* [Description of the task] Only the pictures are to be omitted; everything else in the listing must be reproduced exactly.
---
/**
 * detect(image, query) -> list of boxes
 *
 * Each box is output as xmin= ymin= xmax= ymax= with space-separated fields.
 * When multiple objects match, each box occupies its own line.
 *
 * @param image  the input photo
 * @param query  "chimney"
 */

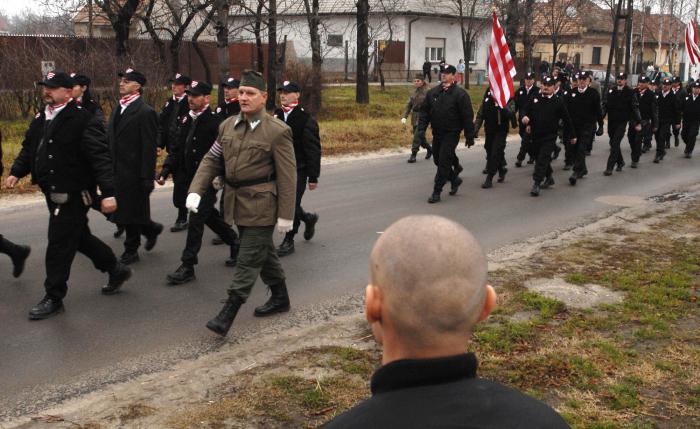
---
* [Response]
/**
 * detect(image, query) -> list of boxes
 *
 * Each box is output as xmin= ymin= xmax= ymax= with space-separated fields.
 * When multiple objects match, each box occupies its own line.
 *
 * @param image  the input photo
 * @param query  "chimney"
 */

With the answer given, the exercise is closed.